REQUIRED ACTION
Reproduce everything from the start of the records down to the line containing "box: [135, 126, 746, 586]", including both ends, and leave the pictures out of your answer.

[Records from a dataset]
Start of Block

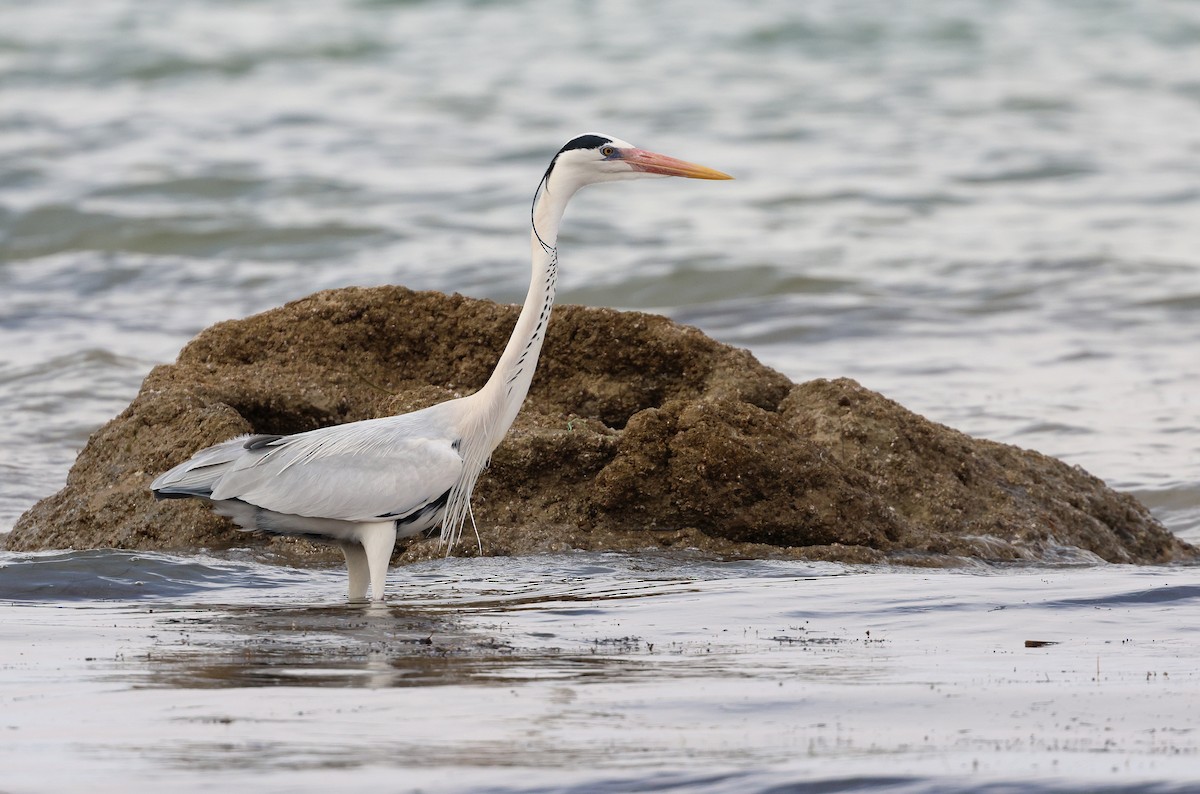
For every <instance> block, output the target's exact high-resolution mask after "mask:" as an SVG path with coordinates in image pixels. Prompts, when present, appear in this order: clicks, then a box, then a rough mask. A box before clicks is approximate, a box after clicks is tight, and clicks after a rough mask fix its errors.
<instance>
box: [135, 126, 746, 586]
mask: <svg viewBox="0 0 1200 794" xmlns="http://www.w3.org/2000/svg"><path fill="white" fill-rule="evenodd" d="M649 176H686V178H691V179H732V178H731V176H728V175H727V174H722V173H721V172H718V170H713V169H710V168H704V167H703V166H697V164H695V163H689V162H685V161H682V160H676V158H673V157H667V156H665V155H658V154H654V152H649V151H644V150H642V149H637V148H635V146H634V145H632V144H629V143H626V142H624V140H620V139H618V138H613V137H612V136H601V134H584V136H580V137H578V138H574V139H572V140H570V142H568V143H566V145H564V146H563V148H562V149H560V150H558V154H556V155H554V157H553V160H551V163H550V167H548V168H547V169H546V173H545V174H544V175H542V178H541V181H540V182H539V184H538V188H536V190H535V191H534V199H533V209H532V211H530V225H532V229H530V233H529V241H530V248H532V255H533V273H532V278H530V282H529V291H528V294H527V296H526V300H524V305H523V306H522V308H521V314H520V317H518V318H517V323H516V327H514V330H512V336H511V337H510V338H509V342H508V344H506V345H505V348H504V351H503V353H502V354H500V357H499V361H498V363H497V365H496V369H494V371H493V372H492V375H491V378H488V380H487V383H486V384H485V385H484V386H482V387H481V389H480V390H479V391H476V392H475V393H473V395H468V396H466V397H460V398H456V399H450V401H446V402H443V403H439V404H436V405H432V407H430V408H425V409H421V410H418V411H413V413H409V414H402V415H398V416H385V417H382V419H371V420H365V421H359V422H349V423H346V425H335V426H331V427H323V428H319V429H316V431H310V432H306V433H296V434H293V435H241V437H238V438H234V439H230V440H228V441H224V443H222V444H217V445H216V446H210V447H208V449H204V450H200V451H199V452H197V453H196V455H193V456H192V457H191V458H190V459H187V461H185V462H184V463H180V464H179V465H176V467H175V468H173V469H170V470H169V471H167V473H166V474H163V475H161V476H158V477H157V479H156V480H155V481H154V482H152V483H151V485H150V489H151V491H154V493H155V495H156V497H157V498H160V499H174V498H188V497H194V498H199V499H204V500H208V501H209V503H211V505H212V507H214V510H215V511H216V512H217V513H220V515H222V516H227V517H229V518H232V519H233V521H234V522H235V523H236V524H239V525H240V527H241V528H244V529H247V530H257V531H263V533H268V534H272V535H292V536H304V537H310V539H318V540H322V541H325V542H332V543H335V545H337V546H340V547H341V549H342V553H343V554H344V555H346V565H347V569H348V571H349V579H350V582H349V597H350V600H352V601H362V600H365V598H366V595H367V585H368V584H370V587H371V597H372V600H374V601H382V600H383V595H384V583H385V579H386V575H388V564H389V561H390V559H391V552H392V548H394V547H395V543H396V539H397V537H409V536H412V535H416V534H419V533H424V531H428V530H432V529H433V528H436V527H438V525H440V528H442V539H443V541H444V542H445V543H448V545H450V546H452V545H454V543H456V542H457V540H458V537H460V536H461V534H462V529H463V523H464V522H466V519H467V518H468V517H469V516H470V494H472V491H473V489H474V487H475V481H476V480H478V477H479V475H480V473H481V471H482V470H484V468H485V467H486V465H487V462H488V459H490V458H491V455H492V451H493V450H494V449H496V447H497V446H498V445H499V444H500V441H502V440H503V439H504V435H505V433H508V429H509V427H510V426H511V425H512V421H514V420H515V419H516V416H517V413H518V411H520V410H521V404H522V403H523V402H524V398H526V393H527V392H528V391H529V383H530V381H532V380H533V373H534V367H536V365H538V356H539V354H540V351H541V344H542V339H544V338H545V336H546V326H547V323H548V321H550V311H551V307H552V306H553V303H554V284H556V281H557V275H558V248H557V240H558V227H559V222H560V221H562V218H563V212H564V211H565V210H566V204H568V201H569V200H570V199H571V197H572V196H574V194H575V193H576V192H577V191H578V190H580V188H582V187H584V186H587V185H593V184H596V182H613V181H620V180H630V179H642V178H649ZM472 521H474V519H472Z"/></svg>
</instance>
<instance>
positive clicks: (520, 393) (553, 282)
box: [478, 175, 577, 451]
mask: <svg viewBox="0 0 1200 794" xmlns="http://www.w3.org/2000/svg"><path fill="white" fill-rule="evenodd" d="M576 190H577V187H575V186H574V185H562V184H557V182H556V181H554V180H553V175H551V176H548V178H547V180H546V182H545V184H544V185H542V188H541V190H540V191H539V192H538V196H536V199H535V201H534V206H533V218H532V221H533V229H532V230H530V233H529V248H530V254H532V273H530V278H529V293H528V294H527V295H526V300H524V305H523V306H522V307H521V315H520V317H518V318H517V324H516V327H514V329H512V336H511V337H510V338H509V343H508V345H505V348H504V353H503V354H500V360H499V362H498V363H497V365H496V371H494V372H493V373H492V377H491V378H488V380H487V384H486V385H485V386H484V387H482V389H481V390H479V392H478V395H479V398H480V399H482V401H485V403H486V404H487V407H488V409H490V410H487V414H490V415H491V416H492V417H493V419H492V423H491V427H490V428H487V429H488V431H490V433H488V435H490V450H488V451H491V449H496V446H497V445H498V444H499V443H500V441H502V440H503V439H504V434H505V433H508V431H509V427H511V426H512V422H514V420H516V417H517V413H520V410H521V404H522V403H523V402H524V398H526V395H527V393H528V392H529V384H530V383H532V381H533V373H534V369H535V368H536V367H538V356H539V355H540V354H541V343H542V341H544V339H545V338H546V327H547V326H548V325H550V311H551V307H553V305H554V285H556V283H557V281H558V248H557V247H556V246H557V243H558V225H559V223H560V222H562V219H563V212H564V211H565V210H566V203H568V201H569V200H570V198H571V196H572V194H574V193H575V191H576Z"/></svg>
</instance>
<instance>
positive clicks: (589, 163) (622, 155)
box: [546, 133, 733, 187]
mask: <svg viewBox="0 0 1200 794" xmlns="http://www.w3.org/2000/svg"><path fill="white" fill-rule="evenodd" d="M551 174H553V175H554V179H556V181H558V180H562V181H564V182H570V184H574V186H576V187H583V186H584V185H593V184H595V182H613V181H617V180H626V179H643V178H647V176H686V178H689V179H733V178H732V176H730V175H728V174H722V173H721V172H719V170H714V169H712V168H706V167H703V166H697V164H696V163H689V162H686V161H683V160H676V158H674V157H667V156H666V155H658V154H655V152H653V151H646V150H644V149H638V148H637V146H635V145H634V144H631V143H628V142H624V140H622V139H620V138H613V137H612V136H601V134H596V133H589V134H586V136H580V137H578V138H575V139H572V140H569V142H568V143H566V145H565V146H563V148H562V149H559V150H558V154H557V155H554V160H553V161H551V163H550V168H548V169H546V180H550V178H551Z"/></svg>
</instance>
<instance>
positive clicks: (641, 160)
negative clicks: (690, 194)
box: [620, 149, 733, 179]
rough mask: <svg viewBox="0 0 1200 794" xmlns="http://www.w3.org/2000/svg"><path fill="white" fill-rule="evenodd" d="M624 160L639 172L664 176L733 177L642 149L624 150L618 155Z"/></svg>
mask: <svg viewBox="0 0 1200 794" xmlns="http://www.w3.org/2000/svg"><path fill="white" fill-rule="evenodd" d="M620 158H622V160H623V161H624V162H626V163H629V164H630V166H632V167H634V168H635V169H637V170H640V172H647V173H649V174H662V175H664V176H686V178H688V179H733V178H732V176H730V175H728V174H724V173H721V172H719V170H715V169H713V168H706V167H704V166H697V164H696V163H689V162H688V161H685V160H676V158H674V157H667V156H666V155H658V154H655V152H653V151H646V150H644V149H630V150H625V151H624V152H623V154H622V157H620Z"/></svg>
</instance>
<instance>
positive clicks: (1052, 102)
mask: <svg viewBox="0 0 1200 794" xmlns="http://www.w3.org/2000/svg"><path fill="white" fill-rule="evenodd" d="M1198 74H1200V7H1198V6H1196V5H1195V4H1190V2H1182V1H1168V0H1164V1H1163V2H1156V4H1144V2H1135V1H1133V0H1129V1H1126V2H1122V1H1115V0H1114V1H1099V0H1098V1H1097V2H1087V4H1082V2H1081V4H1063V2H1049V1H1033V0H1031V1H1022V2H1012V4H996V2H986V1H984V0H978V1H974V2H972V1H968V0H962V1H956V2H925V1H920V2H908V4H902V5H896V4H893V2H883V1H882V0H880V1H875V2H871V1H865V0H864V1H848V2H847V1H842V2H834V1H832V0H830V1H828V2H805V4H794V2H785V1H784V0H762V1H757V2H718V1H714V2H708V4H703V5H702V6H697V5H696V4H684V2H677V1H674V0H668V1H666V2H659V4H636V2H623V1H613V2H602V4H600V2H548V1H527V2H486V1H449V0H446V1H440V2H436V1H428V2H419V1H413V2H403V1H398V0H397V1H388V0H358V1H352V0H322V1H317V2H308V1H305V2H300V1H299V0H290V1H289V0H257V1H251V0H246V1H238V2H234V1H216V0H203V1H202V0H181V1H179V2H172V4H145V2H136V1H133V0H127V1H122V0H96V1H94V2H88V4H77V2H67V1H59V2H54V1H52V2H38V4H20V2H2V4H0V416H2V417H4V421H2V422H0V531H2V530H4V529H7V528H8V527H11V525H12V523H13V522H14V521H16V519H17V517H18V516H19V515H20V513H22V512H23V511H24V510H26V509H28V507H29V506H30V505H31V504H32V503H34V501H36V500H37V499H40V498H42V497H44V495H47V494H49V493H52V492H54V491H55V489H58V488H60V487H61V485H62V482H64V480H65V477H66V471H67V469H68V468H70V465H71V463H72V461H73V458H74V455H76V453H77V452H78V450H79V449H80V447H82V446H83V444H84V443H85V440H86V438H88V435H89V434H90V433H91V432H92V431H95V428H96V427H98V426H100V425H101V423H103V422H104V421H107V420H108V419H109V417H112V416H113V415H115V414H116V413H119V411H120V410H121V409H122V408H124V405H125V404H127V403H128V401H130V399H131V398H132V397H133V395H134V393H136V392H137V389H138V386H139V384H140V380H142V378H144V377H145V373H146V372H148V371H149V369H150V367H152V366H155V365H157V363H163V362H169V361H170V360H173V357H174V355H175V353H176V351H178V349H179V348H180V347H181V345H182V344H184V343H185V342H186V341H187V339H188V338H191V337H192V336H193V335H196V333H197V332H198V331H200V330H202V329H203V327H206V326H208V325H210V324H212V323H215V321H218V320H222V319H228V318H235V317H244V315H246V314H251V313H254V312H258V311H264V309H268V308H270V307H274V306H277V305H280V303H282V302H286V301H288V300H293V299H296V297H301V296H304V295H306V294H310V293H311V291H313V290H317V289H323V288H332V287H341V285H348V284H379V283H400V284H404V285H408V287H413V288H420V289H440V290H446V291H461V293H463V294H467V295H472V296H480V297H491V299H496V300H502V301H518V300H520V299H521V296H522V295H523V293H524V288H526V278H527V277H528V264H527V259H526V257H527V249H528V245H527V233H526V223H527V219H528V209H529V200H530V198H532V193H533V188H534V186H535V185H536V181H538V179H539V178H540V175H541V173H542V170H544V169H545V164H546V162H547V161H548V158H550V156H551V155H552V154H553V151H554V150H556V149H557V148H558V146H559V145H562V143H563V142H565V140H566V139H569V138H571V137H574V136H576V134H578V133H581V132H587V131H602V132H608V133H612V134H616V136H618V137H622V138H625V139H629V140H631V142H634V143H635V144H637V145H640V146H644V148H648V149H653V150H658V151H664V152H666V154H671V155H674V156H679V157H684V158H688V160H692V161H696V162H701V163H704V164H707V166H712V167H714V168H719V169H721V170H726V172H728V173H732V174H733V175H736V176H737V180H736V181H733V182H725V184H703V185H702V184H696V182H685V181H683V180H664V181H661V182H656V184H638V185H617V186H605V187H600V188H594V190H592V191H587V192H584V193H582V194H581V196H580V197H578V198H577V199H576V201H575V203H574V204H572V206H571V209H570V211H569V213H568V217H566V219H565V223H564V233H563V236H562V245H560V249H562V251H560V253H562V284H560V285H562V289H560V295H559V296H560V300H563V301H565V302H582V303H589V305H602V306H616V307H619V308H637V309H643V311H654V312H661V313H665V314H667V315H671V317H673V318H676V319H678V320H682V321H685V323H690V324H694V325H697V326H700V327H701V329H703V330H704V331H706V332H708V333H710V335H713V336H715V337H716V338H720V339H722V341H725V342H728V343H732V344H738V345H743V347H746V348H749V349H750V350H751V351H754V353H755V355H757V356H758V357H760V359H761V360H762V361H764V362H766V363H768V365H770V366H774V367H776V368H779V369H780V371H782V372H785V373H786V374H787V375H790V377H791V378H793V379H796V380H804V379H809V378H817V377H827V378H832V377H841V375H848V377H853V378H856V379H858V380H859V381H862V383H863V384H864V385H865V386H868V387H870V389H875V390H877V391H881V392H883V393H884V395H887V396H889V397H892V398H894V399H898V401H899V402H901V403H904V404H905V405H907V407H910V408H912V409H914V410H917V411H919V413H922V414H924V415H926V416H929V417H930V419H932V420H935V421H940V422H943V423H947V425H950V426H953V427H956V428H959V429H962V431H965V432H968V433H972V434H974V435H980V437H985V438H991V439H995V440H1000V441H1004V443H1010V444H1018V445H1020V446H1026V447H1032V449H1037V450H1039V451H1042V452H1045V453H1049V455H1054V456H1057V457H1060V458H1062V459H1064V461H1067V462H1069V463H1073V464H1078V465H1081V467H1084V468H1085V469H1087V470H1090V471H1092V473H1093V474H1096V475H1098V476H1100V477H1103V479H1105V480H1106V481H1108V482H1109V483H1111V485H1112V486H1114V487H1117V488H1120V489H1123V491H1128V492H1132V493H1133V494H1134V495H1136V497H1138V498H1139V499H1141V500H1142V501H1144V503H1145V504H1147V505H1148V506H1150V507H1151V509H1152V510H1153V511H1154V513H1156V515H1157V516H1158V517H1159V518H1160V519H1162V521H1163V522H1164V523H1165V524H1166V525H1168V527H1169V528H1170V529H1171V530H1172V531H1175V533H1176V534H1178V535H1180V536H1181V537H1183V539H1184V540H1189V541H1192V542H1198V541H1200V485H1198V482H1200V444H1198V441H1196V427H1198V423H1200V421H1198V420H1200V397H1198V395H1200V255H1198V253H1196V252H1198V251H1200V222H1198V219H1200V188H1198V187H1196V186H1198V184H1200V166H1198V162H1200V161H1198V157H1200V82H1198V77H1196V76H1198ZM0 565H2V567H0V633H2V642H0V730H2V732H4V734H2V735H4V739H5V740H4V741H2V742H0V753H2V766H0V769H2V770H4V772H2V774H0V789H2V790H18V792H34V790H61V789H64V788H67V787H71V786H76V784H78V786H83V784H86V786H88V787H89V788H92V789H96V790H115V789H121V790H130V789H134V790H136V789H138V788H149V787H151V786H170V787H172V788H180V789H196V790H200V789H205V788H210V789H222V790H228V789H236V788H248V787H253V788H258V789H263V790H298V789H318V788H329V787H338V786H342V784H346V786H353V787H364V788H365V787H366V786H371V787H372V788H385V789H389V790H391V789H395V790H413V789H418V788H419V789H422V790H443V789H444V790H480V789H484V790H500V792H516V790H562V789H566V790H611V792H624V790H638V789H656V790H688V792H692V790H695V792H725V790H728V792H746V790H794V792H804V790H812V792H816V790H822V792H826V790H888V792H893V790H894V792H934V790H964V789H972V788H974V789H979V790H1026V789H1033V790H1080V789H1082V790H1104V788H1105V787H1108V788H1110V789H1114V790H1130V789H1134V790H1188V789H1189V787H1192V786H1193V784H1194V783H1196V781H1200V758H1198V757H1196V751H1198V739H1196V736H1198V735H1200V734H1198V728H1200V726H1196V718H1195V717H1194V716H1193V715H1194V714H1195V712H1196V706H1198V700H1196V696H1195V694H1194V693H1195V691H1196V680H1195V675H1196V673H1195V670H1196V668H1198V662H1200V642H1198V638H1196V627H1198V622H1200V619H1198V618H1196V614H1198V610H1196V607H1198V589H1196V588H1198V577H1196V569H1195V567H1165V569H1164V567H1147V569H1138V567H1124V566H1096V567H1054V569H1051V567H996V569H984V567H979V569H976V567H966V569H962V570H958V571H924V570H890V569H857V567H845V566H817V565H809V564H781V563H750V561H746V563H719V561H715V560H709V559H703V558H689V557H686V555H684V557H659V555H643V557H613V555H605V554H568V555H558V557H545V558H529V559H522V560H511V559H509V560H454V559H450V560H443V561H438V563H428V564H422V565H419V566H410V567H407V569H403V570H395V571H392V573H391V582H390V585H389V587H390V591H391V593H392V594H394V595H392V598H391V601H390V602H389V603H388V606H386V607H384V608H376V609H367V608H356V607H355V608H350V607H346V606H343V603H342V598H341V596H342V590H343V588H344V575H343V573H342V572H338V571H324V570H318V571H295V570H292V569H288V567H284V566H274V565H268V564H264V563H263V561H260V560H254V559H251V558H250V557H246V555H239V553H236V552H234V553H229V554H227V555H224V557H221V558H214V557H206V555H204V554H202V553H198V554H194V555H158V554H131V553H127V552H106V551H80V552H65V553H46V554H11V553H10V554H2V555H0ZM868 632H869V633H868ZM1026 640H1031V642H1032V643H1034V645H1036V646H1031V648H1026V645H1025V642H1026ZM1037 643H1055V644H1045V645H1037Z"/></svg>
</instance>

End of Block

ANSWER
For every <instance> block, output the target's exact high-resolution mask after "mask:" as an SVG path with coordinates in image pixels. Prompts, when present, appear in this order: clicks, then a box, then a rough mask. A box before clicks is approximate, a box after clicks is tight, and clicks after a rough mask fix its errors.
<instance>
box: [135, 126, 746, 586]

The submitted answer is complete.